◆ What the exercise asks ◆
Retype the line containing "the car headlight" and each later line through the end of the listing, exactly as written, with no other lines.

** Exercise data follows **

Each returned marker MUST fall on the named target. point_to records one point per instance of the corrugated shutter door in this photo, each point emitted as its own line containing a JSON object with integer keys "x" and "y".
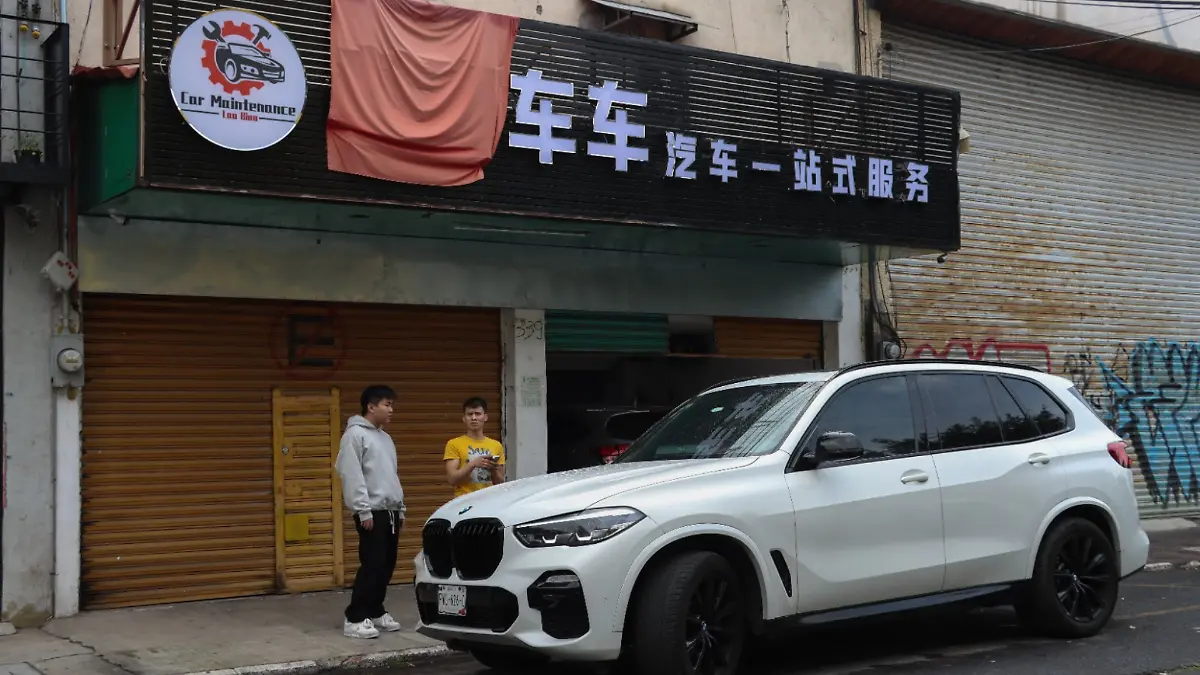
{"x": 1080, "y": 244}
{"x": 603, "y": 332}
{"x": 177, "y": 429}
{"x": 768, "y": 338}
{"x": 178, "y": 502}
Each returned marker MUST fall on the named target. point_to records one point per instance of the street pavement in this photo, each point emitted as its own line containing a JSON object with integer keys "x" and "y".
{"x": 1156, "y": 629}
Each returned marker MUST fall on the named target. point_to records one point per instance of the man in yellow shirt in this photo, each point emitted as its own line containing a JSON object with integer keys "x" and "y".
{"x": 473, "y": 460}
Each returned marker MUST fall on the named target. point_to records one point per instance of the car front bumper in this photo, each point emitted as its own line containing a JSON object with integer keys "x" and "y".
{"x": 561, "y": 602}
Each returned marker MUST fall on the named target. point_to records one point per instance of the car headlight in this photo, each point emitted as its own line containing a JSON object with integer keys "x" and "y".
{"x": 577, "y": 529}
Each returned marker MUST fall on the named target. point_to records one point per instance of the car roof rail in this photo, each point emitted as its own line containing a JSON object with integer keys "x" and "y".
{"x": 923, "y": 360}
{"x": 735, "y": 381}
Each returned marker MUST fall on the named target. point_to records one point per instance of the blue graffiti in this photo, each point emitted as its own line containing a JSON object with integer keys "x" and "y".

** End of Exercise data **

◆ Response for this exercise ◆
Each returned marker MUST fall on the named target. point_to records one point per instance of the car headlight in this photo, each point emitted as its own line containing a JSON object with integer keys "x" and "y".
{"x": 577, "y": 529}
Each returned marker MUST fall on the named target. point_to records one point per instance of the car roof rail in this photo, each point emitted as its own line containing a JSON object with integer keys "x" and "y".
{"x": 923, "y": 360}
{"x": 735, "y": 381}
Each returned marker MUST fall on the named target. point_to records one point per instance of the blue graffiti in this photo, each point emitted as its own line containing a JSON object with integer keys "x" and "y".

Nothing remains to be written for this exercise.